> **Problem statement**: Give every line back verbatim, dropping all images.

Dataset rows on where objects appear
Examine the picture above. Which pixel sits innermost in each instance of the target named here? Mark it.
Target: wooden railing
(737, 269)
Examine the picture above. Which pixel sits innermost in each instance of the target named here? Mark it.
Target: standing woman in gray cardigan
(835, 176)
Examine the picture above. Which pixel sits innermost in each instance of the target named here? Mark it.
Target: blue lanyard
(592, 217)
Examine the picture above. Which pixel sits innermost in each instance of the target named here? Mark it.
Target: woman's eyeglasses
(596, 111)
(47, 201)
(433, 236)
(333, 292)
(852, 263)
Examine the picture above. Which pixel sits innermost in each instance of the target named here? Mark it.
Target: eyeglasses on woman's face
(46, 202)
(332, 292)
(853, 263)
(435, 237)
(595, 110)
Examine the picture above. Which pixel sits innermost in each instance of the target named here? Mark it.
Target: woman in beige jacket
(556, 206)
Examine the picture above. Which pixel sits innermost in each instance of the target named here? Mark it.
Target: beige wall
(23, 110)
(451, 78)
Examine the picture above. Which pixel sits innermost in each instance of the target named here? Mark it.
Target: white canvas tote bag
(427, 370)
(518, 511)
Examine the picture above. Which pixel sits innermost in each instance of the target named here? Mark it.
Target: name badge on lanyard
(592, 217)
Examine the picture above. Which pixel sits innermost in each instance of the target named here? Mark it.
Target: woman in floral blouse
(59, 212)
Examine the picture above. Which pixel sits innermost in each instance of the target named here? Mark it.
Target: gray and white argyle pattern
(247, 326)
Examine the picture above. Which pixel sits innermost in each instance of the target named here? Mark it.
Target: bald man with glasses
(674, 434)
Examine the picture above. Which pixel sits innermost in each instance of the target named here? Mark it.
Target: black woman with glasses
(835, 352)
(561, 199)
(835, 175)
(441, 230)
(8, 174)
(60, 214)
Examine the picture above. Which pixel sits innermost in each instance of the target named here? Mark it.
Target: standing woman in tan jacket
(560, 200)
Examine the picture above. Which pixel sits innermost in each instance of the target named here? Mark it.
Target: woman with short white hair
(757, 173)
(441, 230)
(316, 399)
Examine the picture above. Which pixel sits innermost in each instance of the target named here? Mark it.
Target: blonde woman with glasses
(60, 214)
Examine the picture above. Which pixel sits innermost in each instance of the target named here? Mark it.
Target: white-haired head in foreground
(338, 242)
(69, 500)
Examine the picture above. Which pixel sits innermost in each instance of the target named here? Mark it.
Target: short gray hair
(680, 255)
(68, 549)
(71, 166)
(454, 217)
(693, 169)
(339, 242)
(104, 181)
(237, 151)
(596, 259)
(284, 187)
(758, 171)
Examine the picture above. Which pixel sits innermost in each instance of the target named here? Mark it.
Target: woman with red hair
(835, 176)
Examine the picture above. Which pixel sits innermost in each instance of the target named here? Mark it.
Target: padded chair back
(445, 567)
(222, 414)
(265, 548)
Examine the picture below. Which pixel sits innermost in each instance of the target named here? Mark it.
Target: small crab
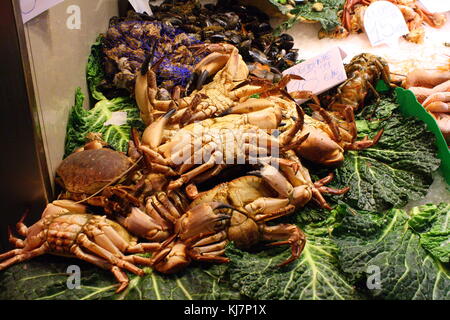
(75, 233)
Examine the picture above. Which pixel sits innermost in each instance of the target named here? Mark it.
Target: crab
(93, 167)
(236, 211)
(88, 175)
(75, 233)
(202, 150)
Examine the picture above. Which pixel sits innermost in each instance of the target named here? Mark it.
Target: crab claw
(153, 134)
(205, 218)
(141, 87)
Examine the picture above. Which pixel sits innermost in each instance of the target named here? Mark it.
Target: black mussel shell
(285, 41)
(258, 56)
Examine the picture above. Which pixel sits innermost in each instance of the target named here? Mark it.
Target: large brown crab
(93, 176)
(231, 89)
(201, 150)
(75, 233)
(236, 211)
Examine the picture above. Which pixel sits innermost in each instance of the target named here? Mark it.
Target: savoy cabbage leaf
(316, 275)
(398, 169)
(82, 121)
(385, 258)
(328, 17)
(434, 223)
(46, 278)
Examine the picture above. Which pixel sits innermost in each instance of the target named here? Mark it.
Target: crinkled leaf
(437, 239)
(82, 121)
(314, 276)
(46, 278)
(95, 73)
(384, 257)
(398, 169)
(328, 17)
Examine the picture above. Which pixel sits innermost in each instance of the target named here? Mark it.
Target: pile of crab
(236, 126)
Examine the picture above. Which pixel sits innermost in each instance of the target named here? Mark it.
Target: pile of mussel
(179, 26)
(246, 27)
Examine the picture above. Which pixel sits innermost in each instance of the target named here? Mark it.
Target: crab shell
(90, 170)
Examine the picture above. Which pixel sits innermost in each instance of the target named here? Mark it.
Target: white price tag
(320, 73)
(118, 118)
(436, 6)
(33, 8)
(141, 6)
(384, 23)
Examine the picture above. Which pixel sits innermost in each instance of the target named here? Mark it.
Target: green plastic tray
(410, 107)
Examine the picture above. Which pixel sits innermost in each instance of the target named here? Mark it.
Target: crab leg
(288, 234)
(124, 246)
(286, 137)
(16, 242)
(200, 169)
(120, 276)
(20, 255)
(95, 248)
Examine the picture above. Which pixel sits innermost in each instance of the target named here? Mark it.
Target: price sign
(384, 23)
(319, 73)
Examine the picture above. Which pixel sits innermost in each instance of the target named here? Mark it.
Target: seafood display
(215, 175)
(432, 90)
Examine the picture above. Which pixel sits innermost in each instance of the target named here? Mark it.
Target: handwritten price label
(384, 23)
(320, 73)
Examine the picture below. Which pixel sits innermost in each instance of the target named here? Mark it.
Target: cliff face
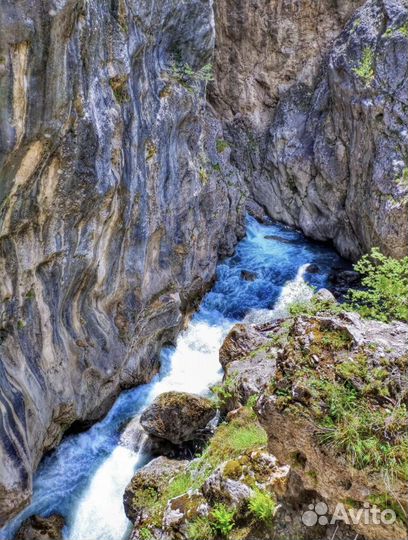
(320, 123)
(115, 206)
(118, 191)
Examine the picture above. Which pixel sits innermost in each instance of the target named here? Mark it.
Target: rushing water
(85, 478)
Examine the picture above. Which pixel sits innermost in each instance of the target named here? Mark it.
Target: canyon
(126, 172)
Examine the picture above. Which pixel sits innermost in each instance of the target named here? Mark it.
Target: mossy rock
(178, 417)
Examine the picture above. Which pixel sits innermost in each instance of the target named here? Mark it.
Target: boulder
(39, 528)
(178, 417)
(147, 484)
(241, 340)
(325, 296)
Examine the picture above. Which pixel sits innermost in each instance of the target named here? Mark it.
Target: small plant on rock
(145, 534)
(223, 519)
(200, 529)
(262, 505)
(366, 68)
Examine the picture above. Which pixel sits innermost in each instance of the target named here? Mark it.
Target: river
(85, 477)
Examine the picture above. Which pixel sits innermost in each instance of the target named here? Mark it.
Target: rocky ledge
(315, 412)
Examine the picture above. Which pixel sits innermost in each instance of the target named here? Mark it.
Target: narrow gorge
(168, 169)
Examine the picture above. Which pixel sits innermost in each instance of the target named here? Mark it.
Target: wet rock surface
(314, 97)
(115, 206)
(38, 528)
(178, 417)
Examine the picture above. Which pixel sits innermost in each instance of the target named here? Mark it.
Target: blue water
(85, 478)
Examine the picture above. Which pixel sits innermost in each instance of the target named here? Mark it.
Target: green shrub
(366, 68)
(186, 76)
(262, 505)
(223, 519)
(386, 288)
(200, 529)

> **Exercise solution**:
Examine the picture above. Which pixel sits innermost in each instance of the target named here? Mark it.
Target: wooden railing
(737, 269)
Examine the picture above. Which pixel sits innermost in each instance of the target named here? Mark it.
Target: standing woman in gray cardigan
(835, 176)
Examine the picture above. Which pixel sits innermost in each instance of the target named here? Mark it.
Target: blue lanyard
(592, 217)
Examine the picture above. Which pixel sits innermost in each instance of the target named here? Mark it.
Target: woman's eyeglasses
(596, 111)
(47, 201)
(433, 236)
(333, 292)
(852, 263)
Examine the picture above. Which pixel sits innermost in each instance of the target named here? Mark it.
Target: eyeglasses on woman's face
(46, 202)
(332, 292)
(853, 263)
(435, 237)
(595, 110)
Examine the picture above. Which pixel sits innermost in each instance of the target named here? Mark it.
Target: woman in beige jacket
(556, 206)
Examine the picture above. Which pixel sits innermost in each instance of the target named here? Mark it.
Target: beige wall
(23, 110)
(451, 78)
Examine the picture above. Which pixel sits innermost in each instance of the target named here? Mark it.
Target: white canvas tote bag
(427, 370)
(518, 511)
Examine the picture above. Which pixel sits innermost in each instance of the target named here? Mark it.
Target: name badge on lanyard
(592, 217)
Examine the picture above. Which pixel sits innermost in each instance of the target named here? Mark it.
Target: woman in floral blouse
(59, 212)
Examine the picture above. Which pixel sits innermost in each instance of the target named here? Mark it.
Target: gray and white argyle pattern
(247, 326)
Examine the picture above. Which pixel sits innermost in each instance of the target named here? Mark it.
Target: bald man with glasses
(674, 434)
Examine the picture above. Which pixel sits innermost in each instance of the target named here? Mark it.
Target: black woman with glasses
(835, 352)
(561, 199)
(835, 175)
(441, 230)
(8, 174)
(60, 214)
Examine the picture above. Which pixel sits innermost in each instance of the target named here? Mark it.
Target: standing woman in tan jacket
(560, 200)
Examine the picture above. Which pixel sits innermost in each instance of the target named here? Mark it.
Target: woman with short white hair
(757, 173)
(441, 230)
(316, 399)
Examine the picture above. Which pixel sits innermost in each instance of the target named here? Mark it.
Target: blonde woman with glasses
(60, 214)
Examine the picture above. Which pixel sits innermost in each instance of the target named here? Mark it.
Target: white-haired head in foreground
(338, 242)
(69, 500)
Examine the picture above. Which pixel sits innermost in each instance of the target named here? Mark it.
Target: short gray hair
(680, 255)
(68, 549)
(71, 166)
(454, 217)
(693, 169)
(339, 242)
(104, 181)
(237, 151)
(596, 259)
(284, 187)
(758, 171)
Examine the picture above. Which pixel sits innermost in each instance of the target named here? Mark it.
Target: woman with red hair
(835, 176)
Examine the picture above. Which pixel sits innermost in each instance of the target named here? Mark it.
Target: padded chair back
(445, 567)
(222, 414)
(265, 548)
Examine the picture below. Which pixel sits innermost in each instance of the target named here? Mark it.
Target: small crab
(75, 233)
Examine the picture above. Which pixel sits innermost in each instance of the target named here? Mark it.
Target: crab
(93, 167)
(236, 211)
(88, 175)
(75, 233)
(202, 150)
Examine the picture above. Which pixel sits innermost in each instance of the target named here? Mark it.
Target: crab claw
(153, 134)
(205, 218)
(141, 87)
Examine the picture above. Which pixel sits innermost in each instance of the target named here? Mark it.
Target: black mussel shell
(285, 41)
(258, 56)
Examine the picture above. Which pixel sits innermost in each instance of the target named here? Mark it.
Target: large brown crab
(93, 176)
(231, 89)
(201, 150)
(75, 233)
(236, 211)
Examine the picture above. Which pixel sits innermost in each instance of the target named here? Mark it.
Target: savoy cabbage leaf
(316, 275)
(398, 169)
(82, 121)
(385, 258)
(328, 17)
(434, 223)
(46, 278)
Examine the picture above. Which pixel sits innermost in each instance of the target named here? Mark it.
Target: crinkled leaf
(437, 239)
(82, 121)
(314, 276)
(46, 278)
(95, 73)
(384, 257)
(398, 169)
(328, 17)
Examine the picture above. Which pixel sits innermost in each instance of the target named here? Mark it.
Target: pile of crab
(236, 126)
Examine the picture above. Which pixel sits innermost in each instance of the target named here? Mark it.
Target: pile of mussel
(179, 26)
(246, 27)
Examine the picture above. Which pixel sits innermost in each instance of the target named here? Mark it.
Target: crab shell
(90, 170)
Examine the picture above. Which pixel sits innermost in each instance of the target named here? Mark it.
Target: white price tag
(320, 73)
(118, 118)
(436, 6)
(33, 8)
(141, 6)
(384, 23)
Examine the picture above. Which pixel sits innermost in each instance of the target named here? Mark it.
Target: green plastic tray
(410, 107)
Examine the picture above. Which pixel sits innermost in each instance of the target named here? Mark it.
Target: crab leg
(288, 234)
(124, 246)
(286, 137)
(16, 242)
(200, 169)
(120, 276)
(20, 255)
(95, 248)
Examine the picture above. Which pixel sits innermost in each instance of the target named here? Mark it.
Target: price sign
(384, 23)
(319, 73)
Examine the picture above. Which pixel sits innermost in each instance of the target named here? Mark it.
Target: seafood display
(215, 175)
(432, 90)
Examine the picture above. Which pixel sits innermost in each instance of the target named here? Mark it.
Target: handwritten price label
(384, 23)
(320, 73)
Examine the picture below. Which pixel sits innermost in each instance of the target named here? Mark it.
Target: cliff face
(320, 123)
(115, 206)
(118, 191)
Examine the picture above. Which pixel sits innermost in each instance of the target named here? Mark it.
Target: rushing water
(85, 478)
Examine the picture above. Which pixel sits innermost in each instance of the target named here? Mark it.
Target: canyon
(126, 172)
Examine the picture above. Which pixel sits innermost in each instance of the target named here? Mark it.
Target: mossy rock
(178, 417)
Examine the picture above. Which pixel sits innermost in each instance of the target named here? Mark it.
Target: boulder
(39, 528)
(178, 417)
(147, 484)
(241, 340)
(325, 296)
Examine the picture above. Which pixel sits innermost in each instance of the target named here? Mark it.
Target: small plant on rock
(145, 534)
(223, 519)
(200, 529)
(262, 505)
(366, 68)
Examine the picture above. Which pixel sits innermost in each instance of the target named here? Mark it.
Target: river
(85, 477)
Examine the picture above. Which pixel sits innermost in each instance of the target named here? Mark it.
Target: rocky ledge
(315, 412)
Examine the picture above. Which pixel sits innermost in each instance of the target named here? Mark it.
Target: narrow gorge
(168, 169)
Examine the picture above. Which pixel sits innermost in each instance of the target named here? Mark it.
Target: wet rock surface
(314, 97)
(115, 206)
(38, 528)
(178, 417)
Examine the picture above. Which pixel sits innermost in each instance of the target named here? Mark it.
Target: blue water
(85, 478)
Examine the picture above. Which pixel sits innermost in each instance of the target named here? Mark it.
Target: green shrub
(366, 68)
(186, 76)
(262, 505)
(223, 519)
(386, 288)
(200, 529)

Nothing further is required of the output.